### WRITTEN TASK
Convert every line of the listing below into a numbered list, leaving out any blank lines.

==== GIVEN DATA ====

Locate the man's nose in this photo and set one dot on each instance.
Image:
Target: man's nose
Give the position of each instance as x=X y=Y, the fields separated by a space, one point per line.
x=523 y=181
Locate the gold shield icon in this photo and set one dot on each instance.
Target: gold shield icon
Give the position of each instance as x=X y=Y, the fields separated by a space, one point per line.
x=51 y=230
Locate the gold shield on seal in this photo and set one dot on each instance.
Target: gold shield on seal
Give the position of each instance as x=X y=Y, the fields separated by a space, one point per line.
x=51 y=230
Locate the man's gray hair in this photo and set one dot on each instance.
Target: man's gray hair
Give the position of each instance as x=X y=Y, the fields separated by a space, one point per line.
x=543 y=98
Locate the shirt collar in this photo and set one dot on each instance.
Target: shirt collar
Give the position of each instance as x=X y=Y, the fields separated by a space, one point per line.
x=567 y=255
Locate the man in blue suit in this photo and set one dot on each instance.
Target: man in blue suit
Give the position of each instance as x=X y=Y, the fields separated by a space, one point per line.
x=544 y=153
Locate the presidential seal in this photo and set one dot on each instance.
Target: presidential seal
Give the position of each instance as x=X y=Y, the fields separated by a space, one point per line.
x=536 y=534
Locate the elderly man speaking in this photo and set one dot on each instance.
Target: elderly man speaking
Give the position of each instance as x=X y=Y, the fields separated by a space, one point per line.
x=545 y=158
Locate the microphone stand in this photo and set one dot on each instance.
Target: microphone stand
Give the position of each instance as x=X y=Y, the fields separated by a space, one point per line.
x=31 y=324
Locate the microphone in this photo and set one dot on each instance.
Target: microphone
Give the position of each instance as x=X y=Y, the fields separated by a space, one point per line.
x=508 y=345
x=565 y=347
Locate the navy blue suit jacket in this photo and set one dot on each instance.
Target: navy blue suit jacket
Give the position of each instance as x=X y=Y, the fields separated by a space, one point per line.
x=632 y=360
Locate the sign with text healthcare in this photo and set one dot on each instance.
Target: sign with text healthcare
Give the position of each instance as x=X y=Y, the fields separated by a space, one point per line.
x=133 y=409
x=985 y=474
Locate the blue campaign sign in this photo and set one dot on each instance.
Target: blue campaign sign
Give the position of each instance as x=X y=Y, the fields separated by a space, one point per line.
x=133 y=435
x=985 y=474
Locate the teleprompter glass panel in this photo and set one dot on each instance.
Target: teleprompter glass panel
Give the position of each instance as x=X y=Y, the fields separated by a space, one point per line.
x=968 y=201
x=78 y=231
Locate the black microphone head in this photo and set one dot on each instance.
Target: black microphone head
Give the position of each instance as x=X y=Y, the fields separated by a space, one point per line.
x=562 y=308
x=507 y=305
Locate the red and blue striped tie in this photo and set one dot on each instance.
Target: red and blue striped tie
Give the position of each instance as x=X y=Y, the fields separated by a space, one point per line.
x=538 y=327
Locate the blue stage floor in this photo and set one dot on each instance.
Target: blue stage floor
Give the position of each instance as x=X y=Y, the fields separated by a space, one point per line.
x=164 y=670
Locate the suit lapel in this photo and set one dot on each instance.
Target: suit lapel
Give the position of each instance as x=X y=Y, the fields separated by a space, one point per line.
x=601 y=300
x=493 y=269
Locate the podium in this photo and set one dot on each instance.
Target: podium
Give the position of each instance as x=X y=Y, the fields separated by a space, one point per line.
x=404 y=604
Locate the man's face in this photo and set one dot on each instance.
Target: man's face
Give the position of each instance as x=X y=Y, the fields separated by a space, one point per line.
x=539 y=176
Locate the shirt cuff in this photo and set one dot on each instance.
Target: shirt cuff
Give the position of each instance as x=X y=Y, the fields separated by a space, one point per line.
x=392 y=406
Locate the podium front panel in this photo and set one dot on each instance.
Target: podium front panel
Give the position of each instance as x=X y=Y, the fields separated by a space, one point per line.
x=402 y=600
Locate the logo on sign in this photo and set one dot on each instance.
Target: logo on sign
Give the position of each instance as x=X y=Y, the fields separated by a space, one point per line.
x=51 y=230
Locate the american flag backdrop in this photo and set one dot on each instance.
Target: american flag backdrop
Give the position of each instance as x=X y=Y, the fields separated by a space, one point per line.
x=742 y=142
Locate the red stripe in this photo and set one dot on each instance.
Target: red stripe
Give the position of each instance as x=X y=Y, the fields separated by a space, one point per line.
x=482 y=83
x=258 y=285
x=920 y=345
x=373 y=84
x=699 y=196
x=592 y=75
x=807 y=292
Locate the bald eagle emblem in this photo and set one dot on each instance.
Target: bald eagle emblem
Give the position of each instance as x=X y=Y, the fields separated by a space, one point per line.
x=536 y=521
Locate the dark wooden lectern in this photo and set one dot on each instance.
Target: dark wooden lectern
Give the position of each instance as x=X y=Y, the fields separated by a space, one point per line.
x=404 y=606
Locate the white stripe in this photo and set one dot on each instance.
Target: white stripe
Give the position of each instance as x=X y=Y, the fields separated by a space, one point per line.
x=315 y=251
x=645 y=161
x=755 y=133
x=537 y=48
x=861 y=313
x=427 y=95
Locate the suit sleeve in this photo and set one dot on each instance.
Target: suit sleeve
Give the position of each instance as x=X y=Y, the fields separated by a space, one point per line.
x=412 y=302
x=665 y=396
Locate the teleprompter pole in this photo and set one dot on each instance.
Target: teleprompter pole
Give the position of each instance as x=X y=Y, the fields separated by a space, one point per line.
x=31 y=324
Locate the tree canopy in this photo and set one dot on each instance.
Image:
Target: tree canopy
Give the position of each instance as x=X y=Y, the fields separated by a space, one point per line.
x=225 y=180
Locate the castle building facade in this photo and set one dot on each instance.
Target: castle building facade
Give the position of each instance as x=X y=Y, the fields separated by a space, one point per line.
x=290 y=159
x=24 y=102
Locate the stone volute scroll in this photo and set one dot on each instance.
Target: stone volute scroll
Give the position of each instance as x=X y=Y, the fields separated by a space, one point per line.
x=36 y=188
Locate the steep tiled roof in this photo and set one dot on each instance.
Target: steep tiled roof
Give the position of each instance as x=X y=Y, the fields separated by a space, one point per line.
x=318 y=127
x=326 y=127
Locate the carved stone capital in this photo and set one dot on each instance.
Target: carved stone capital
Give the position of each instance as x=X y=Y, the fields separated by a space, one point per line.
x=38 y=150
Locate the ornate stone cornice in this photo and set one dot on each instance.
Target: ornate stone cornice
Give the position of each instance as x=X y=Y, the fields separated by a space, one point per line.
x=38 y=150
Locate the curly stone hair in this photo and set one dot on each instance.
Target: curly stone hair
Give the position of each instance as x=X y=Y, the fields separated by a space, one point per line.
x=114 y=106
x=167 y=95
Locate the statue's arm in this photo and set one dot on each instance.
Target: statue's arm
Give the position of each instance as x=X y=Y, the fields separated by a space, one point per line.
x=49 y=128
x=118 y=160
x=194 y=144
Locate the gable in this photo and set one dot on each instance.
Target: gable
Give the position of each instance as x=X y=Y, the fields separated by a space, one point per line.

====

### ANSWER IN FULL
1. Locate the man's nose in this photo and set one dot on each instance.
2. Image:
3. Target: man's nose
4. Give the position of each instance as x=X y=Y, the fields separated by a space, one point per line.
5. x=523 y=181
6. Locate the gold shield icon in this photo and set one dot on each instance.
7. Target: gold shield icon
8. Give the position of each instance as x=X y=Y, the fields separated by a space, one point per line.
9. x=51 y=230
10. Locate the gold shield on seal in this photo and set one dot on each instance.
11. Target: gold shield on seal
12. Give the position of each instance as x=X y=Y, the fields separated by a space, one point per line.
13. x=51 y=230
14. Locate the man's gray hair in this photo and set one dot on each instance.
15. Target: man's gray hair
16. Give the position of each instance as x=X y=Y, the fields separated by a space, one point per line.
17. x=543 y=98
18. Locate the shirt collar in this photo and set one dot on each instance.
19. Target: shirt collar
20. Give the position of each instance as x=X y=Y, the fields separated by a space, one point per line.
21. x=567 y=255
22. Locate the man in blue suit in this photo and set one dot on each instance.
23. Target: man in blue suit
24. Give the position of each instance as x=X y=Y, the fields separated by a space, one point per line.
25. x=544 y=153
26. Locate the presidential seal in this photo and set one dot on each instance.
27. Target: presidential seal
28. Give the position of each instance as x=X y=Y, the fields separated by a space, one point per line.
29. x=536 y=534
30. Locate the elderly man speaking in this photo and set one dot on each instance.
31. Target: elderly man speaking
32. Give the position of each instance as x=X y=Y, the fields separated by a space, one point per line.
33. x=545 y=158
34. Locate the microphone stand in this photo and set one dot on each instance.
35. Target: microphone stand
36. Give the position of each instance as x=X y=Y, the fields separated by a space, one point per line.
37. x=31 y=324
38. Locate the microphone in this photo and set one dot on each instance.
39. Target: microphone
40. Give the position of each instance as x=X y=Y, the fields separated by a space, one point per line.
41. x=508 y=345
42. x=565 y=347
43. Locate the navy blue suit jacket in this photo and set one dot on each instance.
44. Target: navy blue suit jacket
45. Give the position of each instance as x=X y=Y, the fields separated by a space, one point per line.
46. x=632 y=360
47. Locate the sign with text healthcare in this photo and set one dot on each instance.
48. Target: sign with text healthcare
49. Give the position of each instance as x=X y=Y, the fields separated by a space, one point per line.
50. x=133 y=409
51. x=985 y=474
52. Locate the blue campaign sign in this photo and set one dot on each instance.
53. Target: blue campaign sign
54. Give the position of each instance as x=X y=Y, the fields separated by a space, one point per line.
55. x=133 y=435
56. x=985 y=474
57. Locate the teleprompter glass panel in this photo and set one dot on each instance.
58. Target: teleprompter glass panel
59. Give the position of each instance as x=X y=Y, the fields separated by a space, one point per line.
60. x=968 y=201
61. x=78 y=231
62. Locate the black microphone head in this photo and set one dot on each instance.
63. Target: black microphone head
64. Give the position of each instance as x=X y=Y, the fields separated by a space, one point per line.
65. x=562 y=308
66. x=507 y=305
67. Locate the red and blue striped tie in this photo and set one dot on each instance.
68. Target: red and blue striped tie
69. Give the position of each instance as x=X y=Y, the fields separated by a space, one point per line.
70. x=538 y=327
71. Locate the blue stage floor in this photo and set one dot on each instance.
72. Target: blue stage floor
73. Give the position of each instance as x=X y=Y, the fields separated by a space, one point per line.
74. x=164 y=670
75. Locate the suit lapel in this photo and set one dot on each instance.
76. Target: suit lapel
77. Give the position of each instance as x=X y=Y, the fields separated by a space, one point per line.
78. x=601 y=300
79. x=493 y=269
80. Locate the podium in this photo and set one dot on each instance.
81. Target: podium
82. Give the position of each instance as x=X y=Y, the fields separated by a space, one point per line.
83. x=404 y=604
84. Locate the man's face in this photo and set one dot on each instance.
85. Target: man's face
86. Give the position of each instance as x=X y=Y, the fields separated by a space, one point per line.
87. x=539 y=176
88. Locate the shirt cuff in this photo and set one dot on each instance.
89. Target: shirt cuff
90. Give the position of each instance as x=X y=Y, the fields separated by a space, one point per line.
91. x=392 y=406
92. Locate the podium front panel in this photo and set one dot on each instance.
93. Target: podium front panel
94. Give the position of each instance as x=X y=Y, the fields separated by a space, one point per line.
95. x=402 y=600
96. Locate the logo on sign in this photo and set one dot on each instance.
97. Target: logo on sign
98. Give the position of each instance as x=X y=Y, the fields separated by a space, one point per line.
99. x=51 y=230
100. Locate the american flag backdrop in this photo and set one dot on each instance.
101. Target: american flag backdrop
102. Give the position of each instance as x=X y=Y, the fields separated by a space, one point per line.
103. x=742 y=142
104. Locate the red stripe in this photo and set one dot on each instance.
105. Target: red stripe
106. Give the position of each instance as x=X y=Y, the fields separated by a space, one point per line.
107. x=482 y=83
108. x=258 y=285
109. x=920 y=345
110. x=373 y=84
111. x=699 y=196
112. x=592 y=75
113. x=807 y=292
114. Locate the bald eagle emblem in this photo and set one dot on each instance.
115. Target: bald eagle emblem
116. Give the position of each instance as x=X y=Y, the fields separated by a space, one point per line.
117. x=536 y=521
118. Locate the dark wooden lectern in this photo and set one dot on each instance.
119. Target: dark wooden lectern
120. Give the position of each instance as x=X y=Y, the fields separated by a space, one point per line.
121. x=404 y=606
122. Locate the white stripe in this photo and set one dot on each instance.
123. Target: white stripe
124. Give the position of each instance as x=X y=Y, the fields separated by a space, one point per line.
125. x=315 y=251
126. x=645 y=161
127. x=755 y=133
128. x=537 y=48
129. x=861 y=313
130. x=427 y=95
131. Locate the suit sleeve in this photo and set one dot on each instance.
132. Target: suit sleeve
133. Give the position of each instance as x=X y=Y, the fields separated by a space, one point per line.
134. x=412 y=302
135. x=665 y=396
136. Locate the teleprompter pole in this photo and set one dot on each instance.
137. Target: teleprompter pole
138. Give the position of each instance as x=X y=Y, the fields separated by a space, one point per line.
139. x=31 y=324
140. Locate the tree canopy in this photo and set one dot on each instance.
141. Image:
142. Target: tree canopy
143. Give the position of each instance as x=X y=Y, the fields separated by a space, one point per line.
144. x=225 y=180
145. Locate the castle building facade in this photo and set one dot on each instance.
146. Target: castle building facade
147. Give the position of each instance as x=X y=Y, the fields separated by a space, one point per line.
148. x=290 y=159
149. x=24 y=102
150. Locate the stone volute scroll in this photo and set one dot on each instance.
151. Target: stone volute scroll
152. Give the position of each instance as x=X y=Y, the fields separated by a space, one point per line.
153. x=36 y=188
154. Locate the steep tiled roof in this photo and set one dot on each instance.
155. Target: steep tiled roof
156. Give the position of each instance as x=X y=Y, the fields separated by a space, one point per line.
157. x=318 y=127
158. x=326 y=127
159. Locate the carved stone capital in this photo and set one dot on each instance.
160. Target: carved stone capital
161. Give the position of each instance as x=X y=Y, the fields separated by a space, one point per line.
162. x=38 y=150
163. Locate the ornate stone cornice in this photo and set one dot on each instance.
164. Target: ornate stone cornice
165. Give the position of each instance as x=X y=Y, the fields separated by a space, one point per line.
166. x=38 y=150
167. Locate the curly stone hair in this photo and set one dot on each instance.
168. Target: curly stone hair
169. Give the position of each instance as x=X y=Y, the fields separated by a space, one point per line.
170. x=114 y=106
171. x=167 y=95
172. Locate the statue's arm in this photo and set one dot on each instance.
173. Target: statue's arm
174. Give the position of each instance as x=X y=Y, the fields separated by a space, one point per line.
175. x=49 y=128
176. x=118 y=160
177. x=194 y=144
178. Locate the gable in this photo and set one dot on each instance.
179. Target: gable
180. Give the position of each instance as x=X y=Y, the fields separated by a space, one point per line.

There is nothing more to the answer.